A faithful copy of the whole listing is the goal. Match it exactly.
•••••
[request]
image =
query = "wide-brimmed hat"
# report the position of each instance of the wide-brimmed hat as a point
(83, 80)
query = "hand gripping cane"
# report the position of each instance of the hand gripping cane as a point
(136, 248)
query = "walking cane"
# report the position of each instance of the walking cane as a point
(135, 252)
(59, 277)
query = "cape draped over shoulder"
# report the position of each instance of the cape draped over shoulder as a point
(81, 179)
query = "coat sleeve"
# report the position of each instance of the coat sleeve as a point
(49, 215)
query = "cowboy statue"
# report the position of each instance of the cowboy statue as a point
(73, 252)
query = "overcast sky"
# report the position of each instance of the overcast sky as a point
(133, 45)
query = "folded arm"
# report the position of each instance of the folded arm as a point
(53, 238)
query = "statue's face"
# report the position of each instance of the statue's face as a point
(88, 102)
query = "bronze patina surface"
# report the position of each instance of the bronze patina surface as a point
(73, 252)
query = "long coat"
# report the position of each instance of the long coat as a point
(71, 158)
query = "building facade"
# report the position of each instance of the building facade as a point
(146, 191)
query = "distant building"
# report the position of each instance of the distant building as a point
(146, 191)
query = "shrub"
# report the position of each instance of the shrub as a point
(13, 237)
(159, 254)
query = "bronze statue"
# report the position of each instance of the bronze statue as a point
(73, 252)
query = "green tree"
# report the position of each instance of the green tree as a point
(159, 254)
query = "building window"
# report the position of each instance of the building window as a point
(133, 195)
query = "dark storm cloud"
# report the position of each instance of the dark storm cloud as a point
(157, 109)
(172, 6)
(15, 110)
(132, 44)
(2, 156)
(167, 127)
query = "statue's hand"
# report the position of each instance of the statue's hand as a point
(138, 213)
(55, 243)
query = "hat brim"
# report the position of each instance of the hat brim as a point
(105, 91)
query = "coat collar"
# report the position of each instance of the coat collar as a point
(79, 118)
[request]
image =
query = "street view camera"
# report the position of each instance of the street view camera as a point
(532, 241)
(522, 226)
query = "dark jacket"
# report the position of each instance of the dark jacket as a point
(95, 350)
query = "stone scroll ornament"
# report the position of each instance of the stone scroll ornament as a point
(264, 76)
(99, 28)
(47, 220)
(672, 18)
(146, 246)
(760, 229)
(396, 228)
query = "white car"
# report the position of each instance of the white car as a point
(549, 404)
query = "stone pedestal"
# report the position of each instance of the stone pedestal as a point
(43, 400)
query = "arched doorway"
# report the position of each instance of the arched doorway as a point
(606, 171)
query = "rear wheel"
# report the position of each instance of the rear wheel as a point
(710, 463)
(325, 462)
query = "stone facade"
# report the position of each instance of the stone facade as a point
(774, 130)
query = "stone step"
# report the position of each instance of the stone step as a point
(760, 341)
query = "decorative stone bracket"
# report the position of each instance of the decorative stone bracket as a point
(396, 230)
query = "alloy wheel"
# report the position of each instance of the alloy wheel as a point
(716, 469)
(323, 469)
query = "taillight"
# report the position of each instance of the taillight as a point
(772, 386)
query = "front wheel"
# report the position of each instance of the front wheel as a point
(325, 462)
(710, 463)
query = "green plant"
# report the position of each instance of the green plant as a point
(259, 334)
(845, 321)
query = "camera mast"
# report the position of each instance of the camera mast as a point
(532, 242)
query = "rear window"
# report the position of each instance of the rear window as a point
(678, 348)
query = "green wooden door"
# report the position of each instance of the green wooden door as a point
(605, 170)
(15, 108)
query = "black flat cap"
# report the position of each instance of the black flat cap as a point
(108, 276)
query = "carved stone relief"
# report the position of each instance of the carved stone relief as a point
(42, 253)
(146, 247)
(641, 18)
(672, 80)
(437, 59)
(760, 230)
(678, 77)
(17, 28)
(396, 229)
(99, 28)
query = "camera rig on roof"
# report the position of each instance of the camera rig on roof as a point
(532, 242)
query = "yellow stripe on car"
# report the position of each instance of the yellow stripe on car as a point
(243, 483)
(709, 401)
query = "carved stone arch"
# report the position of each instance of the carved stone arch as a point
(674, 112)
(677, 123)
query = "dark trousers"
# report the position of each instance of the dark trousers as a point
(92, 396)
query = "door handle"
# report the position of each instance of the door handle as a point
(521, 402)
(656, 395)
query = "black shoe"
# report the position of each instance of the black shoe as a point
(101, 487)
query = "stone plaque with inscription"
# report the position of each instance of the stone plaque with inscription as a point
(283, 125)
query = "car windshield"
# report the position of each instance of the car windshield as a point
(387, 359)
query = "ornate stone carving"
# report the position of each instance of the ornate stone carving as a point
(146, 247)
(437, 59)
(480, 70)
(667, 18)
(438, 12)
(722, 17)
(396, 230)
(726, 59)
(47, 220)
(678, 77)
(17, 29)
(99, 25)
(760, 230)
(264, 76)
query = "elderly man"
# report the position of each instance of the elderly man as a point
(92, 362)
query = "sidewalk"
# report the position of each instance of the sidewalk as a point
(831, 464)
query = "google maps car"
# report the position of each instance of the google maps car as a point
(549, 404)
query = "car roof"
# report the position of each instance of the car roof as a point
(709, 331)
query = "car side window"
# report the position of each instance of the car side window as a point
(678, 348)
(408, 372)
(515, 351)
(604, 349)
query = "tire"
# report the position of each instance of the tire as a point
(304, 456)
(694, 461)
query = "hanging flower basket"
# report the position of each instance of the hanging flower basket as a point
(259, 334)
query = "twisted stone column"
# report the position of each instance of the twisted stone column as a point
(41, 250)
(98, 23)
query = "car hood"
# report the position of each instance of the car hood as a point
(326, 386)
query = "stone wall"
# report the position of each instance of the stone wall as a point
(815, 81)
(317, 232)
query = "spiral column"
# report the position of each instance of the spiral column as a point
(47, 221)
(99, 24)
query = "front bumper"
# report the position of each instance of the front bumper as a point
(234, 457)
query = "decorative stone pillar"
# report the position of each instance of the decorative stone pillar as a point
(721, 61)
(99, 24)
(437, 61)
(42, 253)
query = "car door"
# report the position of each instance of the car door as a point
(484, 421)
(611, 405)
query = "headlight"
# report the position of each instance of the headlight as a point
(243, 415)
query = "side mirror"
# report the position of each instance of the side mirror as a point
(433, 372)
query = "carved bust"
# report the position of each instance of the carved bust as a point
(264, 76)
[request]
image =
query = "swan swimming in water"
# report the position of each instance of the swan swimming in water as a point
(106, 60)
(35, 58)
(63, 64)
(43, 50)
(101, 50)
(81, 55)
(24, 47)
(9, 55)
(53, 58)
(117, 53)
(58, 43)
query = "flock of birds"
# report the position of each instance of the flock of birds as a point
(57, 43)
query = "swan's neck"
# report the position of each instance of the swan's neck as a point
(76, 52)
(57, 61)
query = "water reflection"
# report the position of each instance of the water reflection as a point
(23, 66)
•••••
### Result for this exercise
[request]
image =
query = "wide-brimmed hat"
# report the position of each instance of the wide-brimmed hat as a point
(83, 80)
query = "hand gripping cane"
# report the position of each instance of the hand gripping cane as a point
(136, 248)
query = "walking cane"
# report the position of each instance of the walking cane as a point
(135, 252)
(59, 277)
query = "cape draped over shoulder"
# report the position of each instance of the cape draped over shoulder as a point
(81, 179)
query = "coat sleeve"
# report the position of each instance of the coat sleeve as a point
(49, 215)
query = "cowboy statue"
# report the position of each instance of the cowboy statue as a point
(73, 252)
query = "overcast sky"
# report the position of each instance of the overcast sky as a point
(133, 45)
query = "folded arm"
# report the position of each instance of the folded arm as a point
(53, 238)
query = "statue's face"
# report the position of each instance of the statue's face as a point
(88, 102)
query = "bronze patina surface"
# report the position of each instance of the bronze patina surface as a point
(73, 252)
query = "long coat"
# report the position of each instance of the long coat as a point
(71, 158)
query = "building facade"
# report the position of each instance of the building facade as a point
(146, 191)
query = "distant building"
# report the position of each instance of the distant building as a point
(146, 191)
query = "shrub"
# report the position of each instance of the shrub as a point
(13, 237)
(159, 254)
query = "bronze statue"
# report the position of each instance of the bronze statue as a point
(73, 252)
query = "green tree"
# report the position of each instance of the green tree as a point
(159, 254)
query = "building window"
# report the position of each instance of the building window as a point
(133, 195)
query = "dark storm cloud"
# report the position of each instance of the dark storm cloud as a point
(157, 109)
(172, 6)
(15, 110)
(132, 44)
(2, 156)
(167, 127)
query = "statue's hand"
# report the position of each instance of the statue's hand as a point
(138, 213)
(55, 243)
query = "hat brim"
# report the position of each instance of the hat brim as a point
(105, 91)
query = "coat collar"
# report the position of each instance of the coat collar as a point
(79, 118)
[request]
image =
query = "street view camera"
# report the position of each instance of the street view camera as a point
(532, 241)
(522, 226)
query = "dark jacket"
# report the position of each instance of the dark jacket as a point
(95, 350)
query = "stone scroll ornament"
# report the position of each instance of the stone scroll ornament as a point
(264, 76)
(99, 28)
(47, 220)
(672, 18)
(146, 246)
(760, 229)
(396, 228)
query = "white car"
# report the position of each instance of the white car as a point
(549, 404)
query = "stone pedestal"
# report the position of each instance of the stone pedestal as a point
(43, 400)
query = "arched doorway"
# report the position of each instance of the arched doorway as a point
(606, 171)
query = "rear wheel"
# report the position of each instance of the rear wheel as a point
(710, 463)
(325, 462)
query = "stone facade"
# report the position of each instance of the stone facade as a point
(774, 130)
query = "stone step"
# report the position of each instance of the stone step as a point
(760, 341)
query = "decorative stone bracket"
# report the position of each instance of the decorative stone bracket as a point
(396, 230)
query = "alloy wheel"
# report the position of each instance of the alloy wheel as a point
(716, 469)
(323, 469)
query = "taillight"
# report the position of each instance of the taillight as a point
(772, 386)
query = "front wheel"
# report the position of each instance of the front wheel as a point
(325, 462)
(710, 463)
query = "green plant"
# report the position of each instance of the green plant as a point
(259, 334)
(845, 321)
query = "camera mast"
# report the position of each instance of the camera mast as a point
(532, 242)
query = "rear window"
# report the position of each instance of the rear window as a point
(678, 348)
query = "green wooden door"
# report the position of each instance of the green wooden door as a point
(605, 170)
(15, 108)
query = "black flat cap"
# report the position of each instance of the black flat cap as a point
(108, 276)
query = "carved stone relief"
# report the position of each instance of the carved stone relief as a point
(42, 253)
(146, 247)
(641, 18)
(672, 80)
(437, 59)
(760, 230)
(678, 77)
(17, 28)
(396, 229)
(99, 28)
query = "camera rig on roof"
# report the position of each instance of the camera rig on roof as a point
(532, 242)
query = "yellow stripe on car"
# report the position of each instance of the yellow stripe on car as a point
(243, 483)
(709, 401)
query = "carved stone arch"
# report the position of each instance of the carved stone arch as a point
(674, 112)
(677, 123)
query = "dark trousers"
# report the position of each instance of the dark trousers as a point
(92, 396)
query = "door handle"
# report the position of each instance of the door handle as a point
(521, 402)
(656, 395)
query = "black shoe"
# report the position of each instance of the black shoe as a point
(101, 487)
query = "stone plaque with inscription"
# report the position of each instance of the stone plaque with inscription as a point
(283, 125)
query = "car windshield"
# report the position of each instance of the car windshield as a point
(387, 359)
query = "ornate stone carving"
# report the position of each instance of the ornate stone carving as a point
(146, 247)
(437, 59)
(480, 70)
(667, 18)
(438, 12)
(722, 17)
(396, 230)
(726, 59)
(47, 220)
(678, 77)
(17, 29)
(99, 25)
(760, 230)
(264, 76)
query = "elderly man"
# report the position of each instance of the elderly man as a point
(92, 362)
query = "sidewalk"
# report the position of each instance of the sidewalk as a point
(831, 464)
query = "google maps car"
# report the position of each instance of the google maps car as a point
(549, 404)
query = "car roof"
# report the position of each instance of the car roof as a point
(709, 331)
query = "car side window"
# report the position of each instance of the car side window as a point
(678, 348)
(408, 372)
(515, 351)
(604, 349)
query = "tire"
# report the position of each instance of the tire as a point
(304, 456)
(694, 461)
query = "hanging flower basket"
# report the position of each instance of the hanging flower basket as a point
(259, 334)
query = "twisted stone column"
# report the position of each instance of the twisted stone column as a point
(41, 250)
(98, 23)
query = "car hood"
# report the position of each instance of the car hood as a point
(326, 386)
query = "stone wall"
# report the position of each instance of the stone wall as a point
(815, 81)
(317, 232)
query = "spiral column"
# report the position of each instance of the spiral column as a point
(47, 221)
(99, 24)
query = "front bumper"
# report the position of each instance of the front bumper as a point
(234, 457)
query = "decorative stone pillar"
# report the position of each instance of the decorative stone pillar as a point
(721, 61)
(99, 24)
(437, 61)
(42, 253)
query = "car door"
# report the position of each instance of the car door as a point
(484, 421)
(611, 405)
query = "headlight"
# report the position of each instance of the headlight as a point
(243, 415)
query = "side mirror"
# report the position of each instance of the side mirror as a point
(433, 372)
query = "carved bust"
# report the position of each instance of the carved bust as a point
(264, 76)
[request]
image =
query = "swan swimming in water"
# report the position of each instance of the swan swimming in water as a point
(106, 60)
(35, 58)
(63, 64)
(43, 50)
(101, 50)
(81, 55)
(24, 47)
(9, 55)
(53, 58)
(117, 53)
(58, 43)
query = "flock of birds"
# report the position of each instance of the flock of birds as a point
(57, 43)
query = "swan's neck"
# report the position of each instance of the swan's neck as a point
(76, 52)
(57, 61)
query = "water reflection"
# report the position of each instance of the water reflection as a point
(23, 66)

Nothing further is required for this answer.